▶ _Written instruction 1_: Select each line of the listing that contains the string "mountain", matching case exactly.

:: Article ::

Same idea as before but in a different field such as internal_path:
E.g. datapackage.json:

{
    "profile": "data-package",
    "resources": [
        {
            "path": "https://zenodo.org/record/3247384/files/Sea-Bird_Processed_Data.zip",
            "internal_path": "file_name.csv",
            "format": "csv",
            "mediatype": "text/csv",
            "bytes": "2424"
            "hash": "d0d540b287cfe4c23af2f3cf544a92ee",
        }
    ]
}

Recursive resources

It might sound over-complicated but at least to be considered: recursive resources. It captures all the data on the outer and inner resource.

The .zip file is a resource (with its path, format, bytes, hash, etc.). And the .zip file contains a list of resources inside it: with its paths, encoding, bytes, hash, etc. If one wanted it could go deeper.

E.g.: datapackage.json:

{
    "profile": "data-package",
    "resources": [
        {
            "path": "https://zenodo.org/record/3247384/files/Sea-Bird_Processed_Data.zip",
            "format": "zip",
            "mediatype": "application/zip",
            "bytes": "294294242424"
            "hash": "a27063c614c183b502e5c03bd9c8931b",
            "resources": [
                {
                    "path": "file_name.csv",
                    "format": "csv",
                    "mediatype": "text/csv",
                    "bytes": 242421,
                    "hash": "0300048878bb9b5804a1f62869d296bc",
                },
                {
                    "path": "file_name2.csv",
                    "format": "csv",
                    "mediatype": "text/csv",
                    "bytes": 2424213,
                    "hash": "ff9435e0ee350efbe8a4a8779a47caaa",
                }
            ]
        }
    ]
}

From the tooling point of view: it would be nice it they would be able to handle this at least with a handful of compression/archiving formats. So that they could get the compressed file and extract the file that is referred to in the resource.

0 replies

rufuspollock · 2020-05-14T14:42:25Z

rufuspollock
May 14, 2020
Maintainer

@cpina really interesting user case. Can you give me a sense of the underlying user story / job story i.e. What do you think the end user wants to be able to do in the tooling? e.g. do you want to write this file to disk or extract it or present the information to users of what's inside ...

0 replies

cpina · 2020-05-14T20:20:25Z

cpina
May 14, 2020
Author

Sure thing @rufuspolloc. I'll give some context as it might be useful for other issues or Discord comments and it might be interesting to know what we are trying to do.

:::
:: Task data ::

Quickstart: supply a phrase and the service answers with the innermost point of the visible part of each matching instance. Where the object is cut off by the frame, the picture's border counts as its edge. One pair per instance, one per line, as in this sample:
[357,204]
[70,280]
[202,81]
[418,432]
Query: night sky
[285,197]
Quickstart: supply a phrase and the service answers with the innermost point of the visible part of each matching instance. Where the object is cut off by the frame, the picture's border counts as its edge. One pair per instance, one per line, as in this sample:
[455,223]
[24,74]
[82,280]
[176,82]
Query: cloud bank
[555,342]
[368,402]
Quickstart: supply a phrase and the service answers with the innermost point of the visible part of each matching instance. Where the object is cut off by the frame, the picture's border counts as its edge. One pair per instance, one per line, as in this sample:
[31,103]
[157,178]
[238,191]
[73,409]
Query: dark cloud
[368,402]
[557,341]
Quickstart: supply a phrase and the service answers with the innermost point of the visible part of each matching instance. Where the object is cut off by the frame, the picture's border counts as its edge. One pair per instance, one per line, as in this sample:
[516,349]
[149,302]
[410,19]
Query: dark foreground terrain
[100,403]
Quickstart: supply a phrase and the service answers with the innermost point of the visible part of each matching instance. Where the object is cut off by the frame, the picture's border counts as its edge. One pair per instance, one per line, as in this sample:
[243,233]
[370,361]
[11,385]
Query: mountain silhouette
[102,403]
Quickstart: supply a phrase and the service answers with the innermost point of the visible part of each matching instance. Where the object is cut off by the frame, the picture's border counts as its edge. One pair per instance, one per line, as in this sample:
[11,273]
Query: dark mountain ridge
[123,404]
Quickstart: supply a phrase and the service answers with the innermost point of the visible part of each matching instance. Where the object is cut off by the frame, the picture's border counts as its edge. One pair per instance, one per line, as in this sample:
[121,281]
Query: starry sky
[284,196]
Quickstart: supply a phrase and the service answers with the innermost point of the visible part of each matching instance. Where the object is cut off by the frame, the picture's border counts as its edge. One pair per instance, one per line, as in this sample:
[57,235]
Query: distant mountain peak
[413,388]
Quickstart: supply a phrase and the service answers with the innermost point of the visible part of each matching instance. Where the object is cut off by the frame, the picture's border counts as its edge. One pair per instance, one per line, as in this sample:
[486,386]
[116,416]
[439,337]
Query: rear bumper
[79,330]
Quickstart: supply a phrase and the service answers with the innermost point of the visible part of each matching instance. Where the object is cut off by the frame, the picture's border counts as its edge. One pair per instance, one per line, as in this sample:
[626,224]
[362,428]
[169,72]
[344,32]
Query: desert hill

:::

▶ _Written instruction 2_:
Answer these questions about the data package thread:
(a) In the first datapackage.json, what value is given for "internal_path"?
(b) In the recursive resources example, what "mediatype" does the outer .zip resource have?
(c) What role is shown under rufuspollock's name?

▶ _Task result 1_:
Query: mountain silhouette
Query: dark mountain ridge
Query: distant mountain peak

▶ _Task result 2_:
(a) "file_name.csv"
(b) "application/zip"
(c) Maintainer